● **WORK TO COMPLETE**
1 - For each statement about the forum post below, say whether it agrees with the text (yes or no) and quote the deciding words exactly: (a) The poster finds the suggested solution less intuitive than the provided one. (b) The poster is currently preparing for interviews. (c) The suggested solution begins by considering f(x) = ln(x^{x}).
2 - In the LaTeX of the forum post below, list every expression that stands on either side of an equals sign.
3 - According to the forum post below, what reflex do many people have when they see an expression with an exponential?

Suggestion for answer to Question 16

[biscarri1]

First, thanks for creating this doc! I'm in the process of preparing for interviews currently and it's been extremely useful.

I wanted to suggest an alternative solution to problem 16 that I find a bit more intuitive than the one provided. It's effectively the same, but I think it follows a smoother train of thought since it beings with the reflex that many people have of immediately taking ln() when they see an expression with an exponential. I've pasted the LaTeX for the solution below.

Begin by considering,
%
\begin{align*}
    f(x) = ln(x^{x}) = xln(x).
\end{align*}
%
Then we have,
%
\begin{align*}
    f'(x) = ln(x) + 1.

● **DATASET RECORDS**
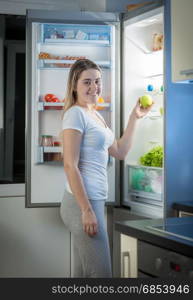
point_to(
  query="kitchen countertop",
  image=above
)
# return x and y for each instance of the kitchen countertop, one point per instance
(186, 206)
(140, 230)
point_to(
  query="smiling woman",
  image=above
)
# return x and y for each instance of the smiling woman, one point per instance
(12, 99)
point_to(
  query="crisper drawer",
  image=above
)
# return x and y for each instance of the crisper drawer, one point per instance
(145, 181)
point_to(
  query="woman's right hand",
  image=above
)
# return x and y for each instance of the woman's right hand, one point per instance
(89, 222)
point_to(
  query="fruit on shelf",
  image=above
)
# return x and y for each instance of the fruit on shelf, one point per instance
(153, 158)
(146, 101)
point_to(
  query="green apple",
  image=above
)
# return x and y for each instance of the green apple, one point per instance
(146, 101)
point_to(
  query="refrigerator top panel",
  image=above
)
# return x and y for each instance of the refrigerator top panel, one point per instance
(73, 17)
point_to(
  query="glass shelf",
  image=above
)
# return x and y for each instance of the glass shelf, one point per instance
(75, 41)
(50, 106)
(65, 64)
(59, 106)
(143, 48)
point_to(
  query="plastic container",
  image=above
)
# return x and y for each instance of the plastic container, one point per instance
(147, 181)
(46, 141)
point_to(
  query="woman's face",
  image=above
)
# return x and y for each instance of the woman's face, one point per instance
(88, 87)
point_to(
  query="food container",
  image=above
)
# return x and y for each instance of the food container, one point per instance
(46, 141)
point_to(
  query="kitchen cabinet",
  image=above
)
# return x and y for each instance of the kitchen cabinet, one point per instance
(128, 256)
(182, 42)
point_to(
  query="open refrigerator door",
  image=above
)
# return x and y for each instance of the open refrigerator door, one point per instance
(143, 74)
(53, 46)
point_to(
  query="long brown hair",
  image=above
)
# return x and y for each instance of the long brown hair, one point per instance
(71, 97)
(77, 68)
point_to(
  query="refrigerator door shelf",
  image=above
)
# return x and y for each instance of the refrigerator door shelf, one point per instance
(48, 154)
(59, 106)
(51, 106)
(74, 41)
(55, 63)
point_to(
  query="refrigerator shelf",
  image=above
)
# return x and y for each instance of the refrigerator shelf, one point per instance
(76, 41)
(48, 154)
(145, 181)
(52, 149)
(59, 106)
(49, 105)
(55, 63)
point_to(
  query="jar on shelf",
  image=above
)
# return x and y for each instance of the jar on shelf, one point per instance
(46, 141)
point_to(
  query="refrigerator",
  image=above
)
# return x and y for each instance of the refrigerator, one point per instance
(129, 50)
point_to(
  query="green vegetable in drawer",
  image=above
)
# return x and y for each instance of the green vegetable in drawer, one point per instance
(153, 158)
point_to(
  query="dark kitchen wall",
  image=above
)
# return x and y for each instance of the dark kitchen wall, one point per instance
(178, 131)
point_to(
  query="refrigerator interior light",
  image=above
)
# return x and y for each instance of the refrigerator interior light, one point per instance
(155, 20)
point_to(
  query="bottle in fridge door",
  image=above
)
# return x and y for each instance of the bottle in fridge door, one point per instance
(54, 43)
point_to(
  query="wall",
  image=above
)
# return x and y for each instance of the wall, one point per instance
(178, 132)
(34, 242)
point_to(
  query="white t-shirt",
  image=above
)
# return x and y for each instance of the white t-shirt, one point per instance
(94, 155)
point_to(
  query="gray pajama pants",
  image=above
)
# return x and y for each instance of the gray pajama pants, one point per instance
(91, 254)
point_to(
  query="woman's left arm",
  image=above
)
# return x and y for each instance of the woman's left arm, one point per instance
(121, 147)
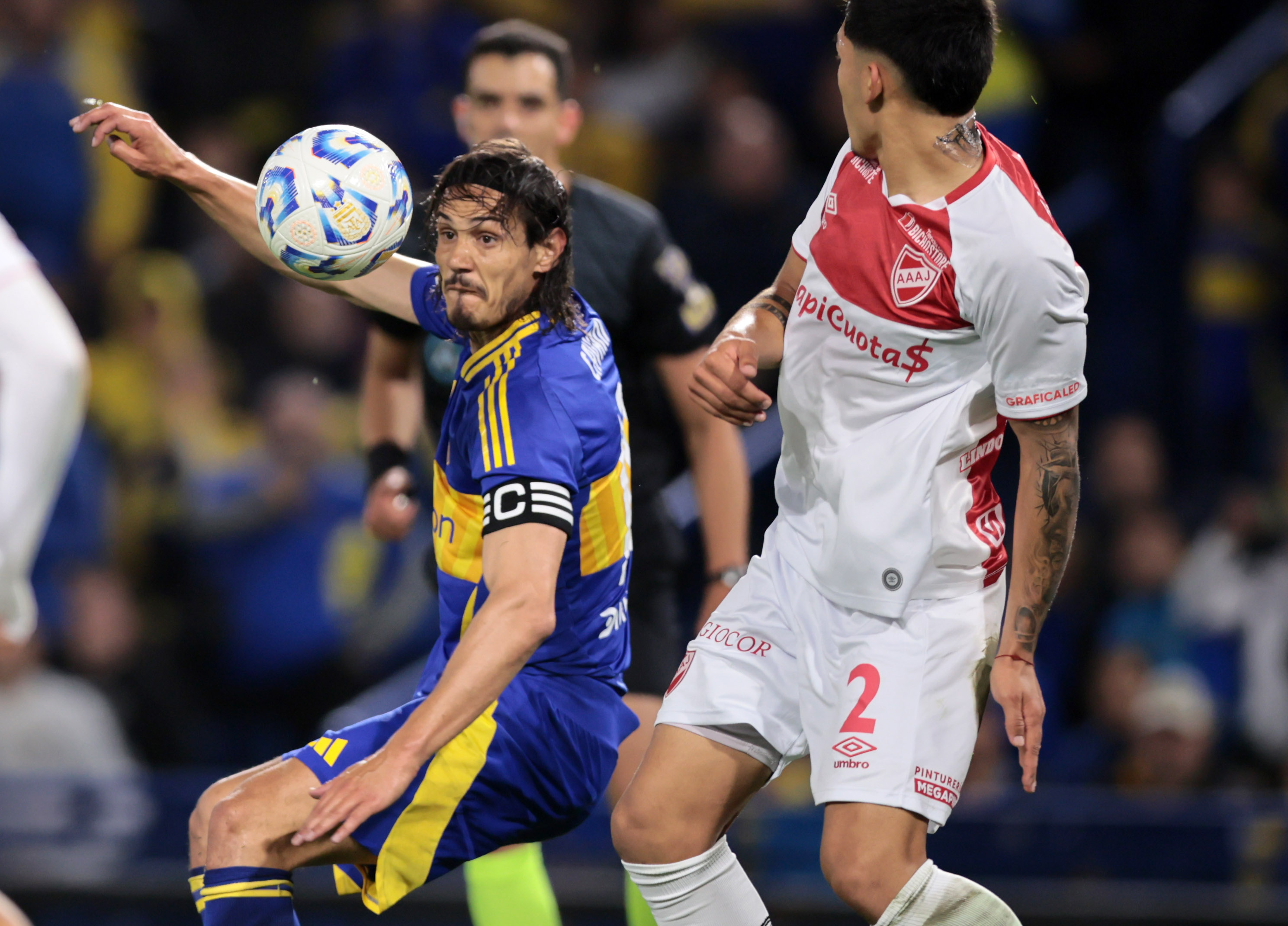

● **OUTPUTS IN ORDER**
1 -
(a) No: "I find a bit more intuitive than the one provided."
(b) Yes: "I'm in the process of preparing for interviews currently"
(c) Yes: "f(x) = ln(x^{x}) = xln(x)."

2 - f(x), ln(x^{x}), xln(x), f'(x), ln(x) + 1

3 - They immediately take ln().